↓
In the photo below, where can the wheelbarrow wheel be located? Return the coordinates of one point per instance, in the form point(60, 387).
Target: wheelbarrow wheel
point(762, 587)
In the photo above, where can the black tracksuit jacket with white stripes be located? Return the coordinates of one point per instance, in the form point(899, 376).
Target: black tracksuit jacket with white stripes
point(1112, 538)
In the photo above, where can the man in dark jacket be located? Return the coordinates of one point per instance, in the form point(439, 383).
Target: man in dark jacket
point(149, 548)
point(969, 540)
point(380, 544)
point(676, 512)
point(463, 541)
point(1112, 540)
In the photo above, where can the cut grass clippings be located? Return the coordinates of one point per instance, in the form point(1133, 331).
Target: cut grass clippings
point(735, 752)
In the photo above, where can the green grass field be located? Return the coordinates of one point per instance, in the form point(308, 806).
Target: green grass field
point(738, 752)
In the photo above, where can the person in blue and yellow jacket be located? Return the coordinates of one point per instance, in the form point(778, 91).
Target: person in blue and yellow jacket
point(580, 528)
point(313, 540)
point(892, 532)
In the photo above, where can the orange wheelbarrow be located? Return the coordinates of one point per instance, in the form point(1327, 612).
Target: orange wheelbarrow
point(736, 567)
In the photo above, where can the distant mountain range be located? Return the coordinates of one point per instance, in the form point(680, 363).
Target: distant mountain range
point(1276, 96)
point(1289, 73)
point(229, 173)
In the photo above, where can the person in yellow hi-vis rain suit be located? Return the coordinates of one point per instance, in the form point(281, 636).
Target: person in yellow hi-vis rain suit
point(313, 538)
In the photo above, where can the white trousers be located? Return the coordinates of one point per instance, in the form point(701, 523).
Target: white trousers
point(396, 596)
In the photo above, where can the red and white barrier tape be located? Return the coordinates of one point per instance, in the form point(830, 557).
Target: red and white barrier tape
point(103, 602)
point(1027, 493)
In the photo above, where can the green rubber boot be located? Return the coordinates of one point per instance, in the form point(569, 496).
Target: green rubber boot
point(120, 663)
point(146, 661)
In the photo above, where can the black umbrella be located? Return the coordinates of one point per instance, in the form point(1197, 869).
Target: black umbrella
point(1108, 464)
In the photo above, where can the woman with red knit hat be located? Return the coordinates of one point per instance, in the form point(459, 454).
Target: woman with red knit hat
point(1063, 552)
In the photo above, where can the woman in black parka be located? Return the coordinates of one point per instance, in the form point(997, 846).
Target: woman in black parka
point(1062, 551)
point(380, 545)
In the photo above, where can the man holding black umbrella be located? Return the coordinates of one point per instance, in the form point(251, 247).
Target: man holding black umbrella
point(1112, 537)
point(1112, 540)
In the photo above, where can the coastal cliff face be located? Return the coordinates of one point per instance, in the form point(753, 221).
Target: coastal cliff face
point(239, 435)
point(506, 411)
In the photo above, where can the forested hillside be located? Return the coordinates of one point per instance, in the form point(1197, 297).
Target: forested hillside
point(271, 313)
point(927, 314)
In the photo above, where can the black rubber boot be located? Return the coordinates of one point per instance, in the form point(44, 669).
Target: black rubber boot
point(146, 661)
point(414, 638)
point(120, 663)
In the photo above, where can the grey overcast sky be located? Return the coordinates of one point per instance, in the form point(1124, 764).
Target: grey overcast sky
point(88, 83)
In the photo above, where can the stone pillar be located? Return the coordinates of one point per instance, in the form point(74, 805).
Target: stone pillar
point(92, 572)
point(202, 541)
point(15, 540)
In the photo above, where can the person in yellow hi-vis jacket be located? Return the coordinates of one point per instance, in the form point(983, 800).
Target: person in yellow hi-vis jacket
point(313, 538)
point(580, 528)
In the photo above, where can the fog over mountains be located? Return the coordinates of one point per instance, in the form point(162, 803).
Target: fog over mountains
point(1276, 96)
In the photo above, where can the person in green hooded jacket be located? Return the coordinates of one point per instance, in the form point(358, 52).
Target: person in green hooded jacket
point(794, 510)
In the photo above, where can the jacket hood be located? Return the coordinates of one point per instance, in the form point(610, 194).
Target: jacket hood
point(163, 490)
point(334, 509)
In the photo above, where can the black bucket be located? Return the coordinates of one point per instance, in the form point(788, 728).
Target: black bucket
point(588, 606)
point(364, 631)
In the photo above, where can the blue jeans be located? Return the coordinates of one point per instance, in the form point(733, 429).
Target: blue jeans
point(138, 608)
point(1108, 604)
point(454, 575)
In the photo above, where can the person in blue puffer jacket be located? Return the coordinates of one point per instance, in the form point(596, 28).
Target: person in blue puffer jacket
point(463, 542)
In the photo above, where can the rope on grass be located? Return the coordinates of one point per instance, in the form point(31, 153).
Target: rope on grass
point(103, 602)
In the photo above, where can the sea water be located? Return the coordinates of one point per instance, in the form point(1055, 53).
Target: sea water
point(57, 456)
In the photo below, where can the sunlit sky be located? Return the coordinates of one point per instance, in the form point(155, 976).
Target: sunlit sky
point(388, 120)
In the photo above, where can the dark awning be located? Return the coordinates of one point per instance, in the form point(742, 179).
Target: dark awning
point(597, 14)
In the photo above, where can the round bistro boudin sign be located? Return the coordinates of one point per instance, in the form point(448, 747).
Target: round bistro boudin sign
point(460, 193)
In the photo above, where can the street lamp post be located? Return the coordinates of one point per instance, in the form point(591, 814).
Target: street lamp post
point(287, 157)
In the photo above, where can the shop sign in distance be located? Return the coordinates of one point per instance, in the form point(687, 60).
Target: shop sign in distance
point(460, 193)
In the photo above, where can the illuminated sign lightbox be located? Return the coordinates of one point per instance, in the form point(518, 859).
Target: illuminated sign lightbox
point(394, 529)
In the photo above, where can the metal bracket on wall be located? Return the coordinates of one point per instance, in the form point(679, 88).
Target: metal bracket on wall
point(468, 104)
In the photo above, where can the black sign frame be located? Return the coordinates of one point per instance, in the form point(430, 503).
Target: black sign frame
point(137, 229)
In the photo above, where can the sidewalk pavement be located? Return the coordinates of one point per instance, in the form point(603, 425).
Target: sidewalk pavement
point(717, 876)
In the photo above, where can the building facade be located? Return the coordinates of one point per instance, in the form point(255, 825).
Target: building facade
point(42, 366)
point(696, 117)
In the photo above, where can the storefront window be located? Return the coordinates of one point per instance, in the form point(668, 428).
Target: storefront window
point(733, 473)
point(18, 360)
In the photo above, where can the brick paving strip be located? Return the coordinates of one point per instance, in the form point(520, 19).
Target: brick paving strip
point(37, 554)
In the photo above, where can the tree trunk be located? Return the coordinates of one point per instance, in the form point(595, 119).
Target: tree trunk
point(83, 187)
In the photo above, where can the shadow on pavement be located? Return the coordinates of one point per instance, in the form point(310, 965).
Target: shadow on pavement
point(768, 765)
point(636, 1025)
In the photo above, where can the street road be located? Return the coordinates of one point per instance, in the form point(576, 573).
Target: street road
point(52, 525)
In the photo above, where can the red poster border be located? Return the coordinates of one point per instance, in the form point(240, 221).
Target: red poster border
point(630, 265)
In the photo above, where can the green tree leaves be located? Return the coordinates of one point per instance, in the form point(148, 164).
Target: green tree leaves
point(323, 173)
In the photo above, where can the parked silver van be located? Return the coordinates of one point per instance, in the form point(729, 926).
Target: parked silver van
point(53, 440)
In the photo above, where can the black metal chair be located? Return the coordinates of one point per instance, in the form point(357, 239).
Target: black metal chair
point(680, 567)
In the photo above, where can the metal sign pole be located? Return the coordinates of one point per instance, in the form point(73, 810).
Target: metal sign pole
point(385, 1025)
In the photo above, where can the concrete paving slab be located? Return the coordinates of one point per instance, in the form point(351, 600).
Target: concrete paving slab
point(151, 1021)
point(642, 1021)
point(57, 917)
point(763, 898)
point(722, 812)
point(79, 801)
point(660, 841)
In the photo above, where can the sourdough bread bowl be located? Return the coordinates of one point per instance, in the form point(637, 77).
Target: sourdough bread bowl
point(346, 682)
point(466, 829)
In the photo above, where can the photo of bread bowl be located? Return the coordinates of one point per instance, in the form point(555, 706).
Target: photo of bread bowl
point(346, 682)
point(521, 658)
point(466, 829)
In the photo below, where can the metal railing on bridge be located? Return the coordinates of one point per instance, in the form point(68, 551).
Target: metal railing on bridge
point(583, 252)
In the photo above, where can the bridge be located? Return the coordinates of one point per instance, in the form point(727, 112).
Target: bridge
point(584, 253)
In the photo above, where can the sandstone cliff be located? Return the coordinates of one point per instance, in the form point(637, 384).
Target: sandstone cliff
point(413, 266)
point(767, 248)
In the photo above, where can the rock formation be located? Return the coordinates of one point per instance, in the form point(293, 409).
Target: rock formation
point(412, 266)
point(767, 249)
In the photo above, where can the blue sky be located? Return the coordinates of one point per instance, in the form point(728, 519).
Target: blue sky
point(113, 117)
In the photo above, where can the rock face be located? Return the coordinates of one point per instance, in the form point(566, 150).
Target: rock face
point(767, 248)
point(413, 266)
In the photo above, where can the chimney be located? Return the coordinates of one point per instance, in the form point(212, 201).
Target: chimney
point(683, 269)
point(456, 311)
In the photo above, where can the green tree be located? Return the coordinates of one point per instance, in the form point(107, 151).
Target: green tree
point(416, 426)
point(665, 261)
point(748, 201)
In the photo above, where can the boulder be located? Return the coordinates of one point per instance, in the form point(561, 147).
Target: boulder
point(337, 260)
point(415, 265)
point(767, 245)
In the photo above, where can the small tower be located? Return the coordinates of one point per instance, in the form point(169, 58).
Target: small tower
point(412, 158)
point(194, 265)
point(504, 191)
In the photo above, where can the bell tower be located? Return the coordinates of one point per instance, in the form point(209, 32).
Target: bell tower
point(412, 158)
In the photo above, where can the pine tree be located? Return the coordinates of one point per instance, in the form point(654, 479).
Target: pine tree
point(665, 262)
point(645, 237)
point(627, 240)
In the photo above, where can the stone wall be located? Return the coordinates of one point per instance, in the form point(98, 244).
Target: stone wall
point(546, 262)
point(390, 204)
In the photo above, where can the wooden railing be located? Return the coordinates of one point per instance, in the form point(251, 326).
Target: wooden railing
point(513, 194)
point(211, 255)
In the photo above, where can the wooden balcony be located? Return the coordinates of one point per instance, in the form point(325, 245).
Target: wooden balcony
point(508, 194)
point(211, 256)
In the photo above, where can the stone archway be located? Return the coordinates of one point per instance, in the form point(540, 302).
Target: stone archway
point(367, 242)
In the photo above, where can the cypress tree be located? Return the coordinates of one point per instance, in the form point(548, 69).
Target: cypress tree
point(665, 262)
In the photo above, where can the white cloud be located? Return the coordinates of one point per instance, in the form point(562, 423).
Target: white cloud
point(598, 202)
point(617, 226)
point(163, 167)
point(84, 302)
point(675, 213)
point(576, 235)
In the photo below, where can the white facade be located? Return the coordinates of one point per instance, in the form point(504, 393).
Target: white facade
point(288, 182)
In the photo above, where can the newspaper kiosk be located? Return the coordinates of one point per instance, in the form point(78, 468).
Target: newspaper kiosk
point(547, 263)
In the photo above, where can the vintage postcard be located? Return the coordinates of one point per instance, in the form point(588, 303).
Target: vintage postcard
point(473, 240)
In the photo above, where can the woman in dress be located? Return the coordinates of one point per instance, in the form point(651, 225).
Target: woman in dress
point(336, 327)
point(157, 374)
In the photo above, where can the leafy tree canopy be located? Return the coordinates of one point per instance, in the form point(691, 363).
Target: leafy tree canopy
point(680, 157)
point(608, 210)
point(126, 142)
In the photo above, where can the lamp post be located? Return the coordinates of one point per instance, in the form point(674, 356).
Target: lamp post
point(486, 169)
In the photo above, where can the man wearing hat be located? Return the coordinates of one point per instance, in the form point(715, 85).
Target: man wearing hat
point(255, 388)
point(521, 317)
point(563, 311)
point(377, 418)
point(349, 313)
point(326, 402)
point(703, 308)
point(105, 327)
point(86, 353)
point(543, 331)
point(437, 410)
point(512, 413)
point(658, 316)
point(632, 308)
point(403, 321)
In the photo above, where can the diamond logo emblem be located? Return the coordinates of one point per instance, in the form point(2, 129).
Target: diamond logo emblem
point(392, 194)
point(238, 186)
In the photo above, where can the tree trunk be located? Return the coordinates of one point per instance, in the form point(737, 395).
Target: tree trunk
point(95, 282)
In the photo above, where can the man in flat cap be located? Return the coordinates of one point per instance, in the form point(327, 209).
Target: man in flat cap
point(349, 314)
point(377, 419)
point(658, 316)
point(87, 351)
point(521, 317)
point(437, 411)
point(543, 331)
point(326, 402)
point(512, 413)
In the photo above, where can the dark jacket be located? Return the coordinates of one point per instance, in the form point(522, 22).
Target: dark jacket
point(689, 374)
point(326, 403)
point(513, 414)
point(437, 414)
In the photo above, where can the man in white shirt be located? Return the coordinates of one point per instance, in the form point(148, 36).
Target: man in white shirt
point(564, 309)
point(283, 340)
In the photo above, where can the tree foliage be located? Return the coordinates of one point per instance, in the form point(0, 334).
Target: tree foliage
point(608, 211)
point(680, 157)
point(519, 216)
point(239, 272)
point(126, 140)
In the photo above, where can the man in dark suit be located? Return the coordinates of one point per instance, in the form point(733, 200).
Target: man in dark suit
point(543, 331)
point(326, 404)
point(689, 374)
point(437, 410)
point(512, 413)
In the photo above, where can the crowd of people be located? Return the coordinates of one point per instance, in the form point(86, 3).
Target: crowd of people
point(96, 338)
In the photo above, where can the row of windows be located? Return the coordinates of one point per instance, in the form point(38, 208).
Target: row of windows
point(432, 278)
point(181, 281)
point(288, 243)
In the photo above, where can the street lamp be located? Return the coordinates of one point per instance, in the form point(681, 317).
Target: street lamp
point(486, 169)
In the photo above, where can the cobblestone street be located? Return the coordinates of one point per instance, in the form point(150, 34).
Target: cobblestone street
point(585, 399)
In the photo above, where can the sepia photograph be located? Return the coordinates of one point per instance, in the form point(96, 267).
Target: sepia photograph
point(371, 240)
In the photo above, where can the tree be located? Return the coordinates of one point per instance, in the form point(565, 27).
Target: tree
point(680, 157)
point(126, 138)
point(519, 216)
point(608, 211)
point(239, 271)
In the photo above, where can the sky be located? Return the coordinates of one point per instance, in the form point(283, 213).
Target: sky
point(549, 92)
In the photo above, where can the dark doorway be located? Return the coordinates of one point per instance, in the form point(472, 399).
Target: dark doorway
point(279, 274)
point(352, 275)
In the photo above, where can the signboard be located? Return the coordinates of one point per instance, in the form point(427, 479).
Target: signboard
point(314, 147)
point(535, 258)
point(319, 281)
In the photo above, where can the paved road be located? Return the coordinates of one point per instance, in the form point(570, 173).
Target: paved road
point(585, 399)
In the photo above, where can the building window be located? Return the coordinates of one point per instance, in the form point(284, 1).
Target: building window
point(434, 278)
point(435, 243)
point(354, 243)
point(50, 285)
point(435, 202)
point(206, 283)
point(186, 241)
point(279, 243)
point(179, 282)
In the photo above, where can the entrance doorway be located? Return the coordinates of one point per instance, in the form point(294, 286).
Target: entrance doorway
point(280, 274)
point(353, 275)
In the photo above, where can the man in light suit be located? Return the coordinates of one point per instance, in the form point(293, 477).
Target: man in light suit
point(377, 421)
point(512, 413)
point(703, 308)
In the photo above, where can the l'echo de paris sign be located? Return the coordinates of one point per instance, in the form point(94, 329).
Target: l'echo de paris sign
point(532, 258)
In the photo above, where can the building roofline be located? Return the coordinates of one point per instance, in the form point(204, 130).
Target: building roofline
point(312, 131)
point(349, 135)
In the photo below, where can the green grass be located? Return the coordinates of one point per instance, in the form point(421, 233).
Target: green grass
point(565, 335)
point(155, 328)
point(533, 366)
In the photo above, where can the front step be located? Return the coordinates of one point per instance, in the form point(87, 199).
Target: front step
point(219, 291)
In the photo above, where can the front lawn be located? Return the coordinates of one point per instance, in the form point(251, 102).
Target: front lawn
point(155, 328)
↑
▶ _Exercise goal_: Rescale the listing above between the lines holding "In the photo above, where can the street lamp be" and "point(549, 92)", inclusive. Repeat every line in that range, requests included, multiplying each answer point coordinate by 1.6 and rounding to whole numbers with halves going up. Leave the numbers in the requests and their format samples unchanged, and give only those lines.

▶ _Exercise solution_:
In the photo above, where can the street lamp be located? Return the coordinates of one point per instance, in the form point(681, 317).
Target: street lamp
point(778, 270)
In the photo above, where can the cobblestone street be located? Return the coordinates of one point per instance, in the form point(150, 34).
Target: cobblestone street
point(936, 638)
In the photo above, where can the sepia photograph be located? Return the coordinates of one point per instance, in the form point(96, 267).
Target: sepia photograph
point(594, 384)
In the photo above, where can the tree be located? Return the coordinates of one point per instance, in the form point(565, 27).
Target: tree
point(1088, 251)
point(202, 221)
point(830, 346)
point(973, 338)
point(382, 434)
In the photo above, where can the sky be located? Return the coordinates of one point per instance, in the form point(283, 213).
Target: sky
point(878, 147)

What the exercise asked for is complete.